Skip to main content
The replication collector monitors PostgreSQL replication status, tracking replication lag and replica state.

Status

Default: Enabled

Metrics

pg_replication_lag_seconds

Type: Gauge
Description: Replication lag behind master in seconds
Labels: None Values:
  • 0 - No lag (primary server or replica fully caught up)
  • >0 - Seconds behind the primary

pg_replication_is_replica

Type: Gauge
Description: Indicates if the server is a replica
Labels: None Values:
  • 1 - Server is a replica (in recovery mode)
  • 0 - Server is a primary

pg_replication_last_replay_seconds

Type: Gauge
Description: Age of last WAL replay in seconds
Labels: None

SQL Query

SELECT
  CASE
    WHEN NOT pg_is_in_recovery() THEN 0
    WHEN pg_last_wal_receive_lsn() = pg_last_wal_replay_lsn() THEN 0
    ELSE GREATEST(0, EXTRACT(EPOCH FROM (now() - pg_last_xact_replay_timestamp())))

» **COMPLETE THE FOLLOWING**
1 > According to the replication collector documentation, what value does pg_replication_is_replica report when the server is a primary?
2 > Continue the replication collector documentation from the point where it stops.

» **INFORMATION PROVIDED**

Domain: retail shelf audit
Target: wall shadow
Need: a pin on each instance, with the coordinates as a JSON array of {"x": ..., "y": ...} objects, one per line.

» **ANSWERS TO THE EXERCISE**
1 > It reports 0.

2 >
  END AS lag,
  CASE
    WHEN pg_is_in_recovery() THEN 1
    ELSE 0
  END as is_replica,
  GREATEST(0, EXTRACT(EPOCH FROM (now() - pg_last_xact_replay_timestamp()))) as last_replay

How Lag is Calculated

  1. Primary server: Returns 0 (not in recovery)
  2. Replica fully caught up: Returns 0 when receive_lsn = replay_lsn
  3. Replica with lag: Returns time since last transaction replay

PostgreSQL Versions

Supported: PostgreSQL 9.1+ Function Name Changes:
  • PostgreSQL 10+: Uses pg_last_wal_* functions
  • PostgreSQL 9.x: Uses pg_last_xlog_* functions (renamed in v10)

Required Permissions

The monitoring user needs:
  • Execute permission on replication functions (granted to PUBLIC by default)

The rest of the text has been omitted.